Answering bots yap on how much the company values your business, then apologizes for your inconvenience, warns you to pay attention as “their options have recently changed,” flings you back into menu and puts you on hold, prisoner to whatever God awful sound mix they choose or even worse, subjects you to loud, non-stop sell about new products and services. If you do fall for their suggestion to leave a “call-back number,” sometime in the future you may (or may not) receive a call from a robot who will fling you back into the menu options.
If i could track down a CEO, sit him/her in a straight-backed chair, and tell him what we want, here’s what I’d say:
- Hire enough people to man the phone lines.
- Hire employees who have some slight interest in people.
- Impress on them that they are the face and voice of the company.
- Get rid of those auto-answering, robocalling, menu-driven, “Customer Service” lines and put a person behind the desk.

Region annotation lines:
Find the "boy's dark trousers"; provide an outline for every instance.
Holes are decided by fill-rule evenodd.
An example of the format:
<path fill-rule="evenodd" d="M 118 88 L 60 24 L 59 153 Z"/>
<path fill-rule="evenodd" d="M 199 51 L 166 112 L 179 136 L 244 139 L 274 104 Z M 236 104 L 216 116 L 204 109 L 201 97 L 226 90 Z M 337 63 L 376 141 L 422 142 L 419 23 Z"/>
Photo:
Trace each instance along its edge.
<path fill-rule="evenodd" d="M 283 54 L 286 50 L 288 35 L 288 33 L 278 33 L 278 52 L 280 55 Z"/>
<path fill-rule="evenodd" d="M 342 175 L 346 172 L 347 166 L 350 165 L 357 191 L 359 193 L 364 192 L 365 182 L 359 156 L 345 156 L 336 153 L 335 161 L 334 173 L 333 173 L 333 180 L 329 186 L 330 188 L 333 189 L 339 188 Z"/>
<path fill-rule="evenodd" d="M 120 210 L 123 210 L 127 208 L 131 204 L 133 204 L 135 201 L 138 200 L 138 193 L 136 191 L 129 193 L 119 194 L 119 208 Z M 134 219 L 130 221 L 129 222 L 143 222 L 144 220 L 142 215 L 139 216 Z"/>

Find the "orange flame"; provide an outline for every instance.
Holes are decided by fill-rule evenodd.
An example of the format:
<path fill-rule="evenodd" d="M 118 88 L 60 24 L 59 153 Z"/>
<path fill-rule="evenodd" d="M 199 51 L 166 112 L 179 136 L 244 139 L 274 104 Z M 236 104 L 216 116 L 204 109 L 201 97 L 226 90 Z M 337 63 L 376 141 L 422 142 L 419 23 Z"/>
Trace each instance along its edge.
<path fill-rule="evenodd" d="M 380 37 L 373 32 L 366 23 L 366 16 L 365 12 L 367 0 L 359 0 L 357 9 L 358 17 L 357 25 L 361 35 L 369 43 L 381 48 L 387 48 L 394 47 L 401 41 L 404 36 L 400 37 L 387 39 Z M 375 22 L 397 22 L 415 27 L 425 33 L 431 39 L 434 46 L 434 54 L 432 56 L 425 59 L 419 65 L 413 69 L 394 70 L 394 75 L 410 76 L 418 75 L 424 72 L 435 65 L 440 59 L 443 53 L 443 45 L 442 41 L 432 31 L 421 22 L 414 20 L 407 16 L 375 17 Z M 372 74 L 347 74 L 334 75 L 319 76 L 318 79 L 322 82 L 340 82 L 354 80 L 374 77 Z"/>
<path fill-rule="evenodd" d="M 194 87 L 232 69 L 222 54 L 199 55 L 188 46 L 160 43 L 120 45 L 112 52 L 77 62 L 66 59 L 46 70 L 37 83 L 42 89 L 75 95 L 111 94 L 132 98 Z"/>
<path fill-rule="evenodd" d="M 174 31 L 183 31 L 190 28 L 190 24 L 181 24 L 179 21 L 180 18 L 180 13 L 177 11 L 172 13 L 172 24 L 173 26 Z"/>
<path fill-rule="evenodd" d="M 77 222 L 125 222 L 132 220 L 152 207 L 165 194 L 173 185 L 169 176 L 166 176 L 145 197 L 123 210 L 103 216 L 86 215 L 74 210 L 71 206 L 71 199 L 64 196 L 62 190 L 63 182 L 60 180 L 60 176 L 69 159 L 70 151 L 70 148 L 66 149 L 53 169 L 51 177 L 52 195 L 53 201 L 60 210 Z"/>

* _Directive A_: In the text about customer service phone lines, what do answering bots warn callers to pay attention to?
* _Directive B_:
For each statement, say whether it agrees with the text about customer service phone lines, and quote the words of the text that decide it.
(i) The writer would tell a CEO to hire enough people to man the phone lines.
(ii) Leaving a call-back number ensures a person will call back.
(iii) The writer wants employees told they are the face and voice of the company.
* _Directive C_: Write the next part of the text about customer service phone lines, picking up after its final line.

* _Task output A_: They warn that "their options have recently changed."

* _Task output B_:
(i) Yes: "Hire enough people to man the phone lines."
(ii) No: "sometime in the future you may (or may not) receive a call from a robot who will fling you back into the menu options."
(iii) Yes: "Impress on them that they are the face and voice of the company."

* _Task output C_:
- Stop lying about your “recently changed menu options.” We know that you don’t want us to keep pressing “0” in hopes that we’ll reach a human.
- Kill the, “We are currently experiencing higher-than-normal call volumes.” Just hire enough people to man the phone lines!
Here’s my new favorite New York Time’s recipe:
Curried red lentils with sweet potatoes and spinach
- 3 tablespoons olive oil or coconut oil
- 2 medium sweet potatoes, peeled and cut into 3/4-inch cubes
- 1 medium yellow onion, chopped
- 2 tablespoons Thai red curry paste
- 3 garlic cloves, minced
- 1 tablespoon grated ginger
- 1 seeded serrano chile, minced
- 1 teaspoon ground turmeric
- 1 cup red lentils, rinsed
- 4 cups chicken stock
- 2 teaspoons kosher salt, plus more to taste
- 1 (13-ounce) can full-fat coconut milk
- 1 (4- to 5-ounce) bag baby spinach
- 1 lime, juiced
- Garnish with chopped cilantro, toasted unsweetened coconut flakes
In a Dutch oven or pot, heat 2 tablespoons olive oil over medium-high. Add the sweet potatoes and cook, stirring occasionally, until browned all over, 5 to 7 minutes. Transfer the browned sweet potatoes to a plate and set aside.
Add the remaining 1 tablespoon olive oil to the pot and set the heat to medium-low. Add the onion and cook, stirring occasionally, until translucent, 4 to 6 minutes. Add the curry paste, garlic, ginger, chile and turmeric, and cook until fragrant, about 1 minute.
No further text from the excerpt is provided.